- _What you need to do_
Make an exact copy of all the material below, apart from the pictures.

━━━━━━━━━━━━━━━━━━━━

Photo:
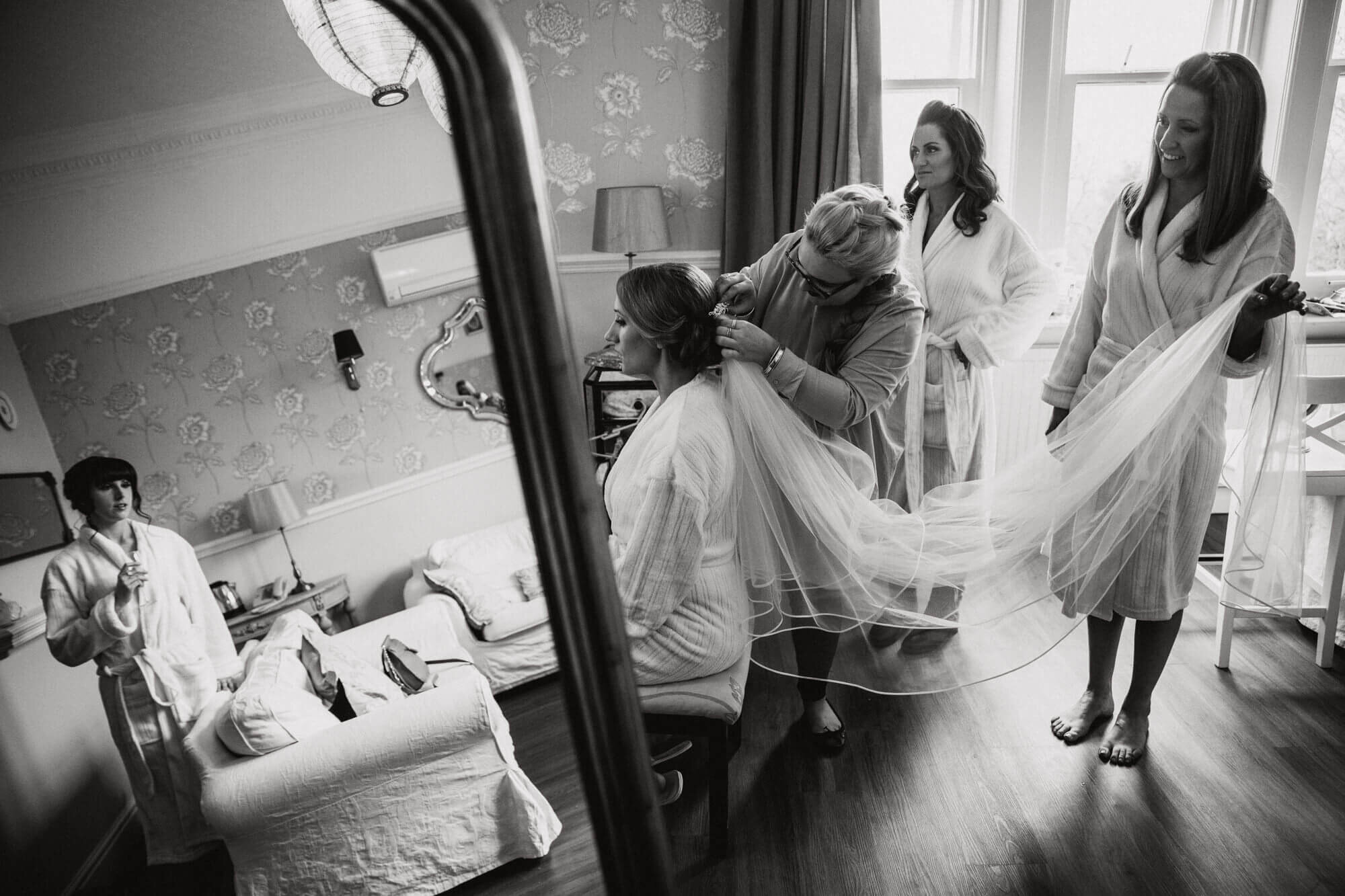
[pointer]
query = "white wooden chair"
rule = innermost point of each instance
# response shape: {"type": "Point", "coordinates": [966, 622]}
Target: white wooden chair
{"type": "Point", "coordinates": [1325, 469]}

━━━━━━━━━━━━━━━━━━━━

- _Response to this task_
Photo:
[pointer]
query = "white wooden chair"
rule = innermost point of each instance
# response shape: {"type": "Point", "coordinates": [966, 622]}
Target: white wooden chair
{"type": "Point", "coordinates": [1325, 469]}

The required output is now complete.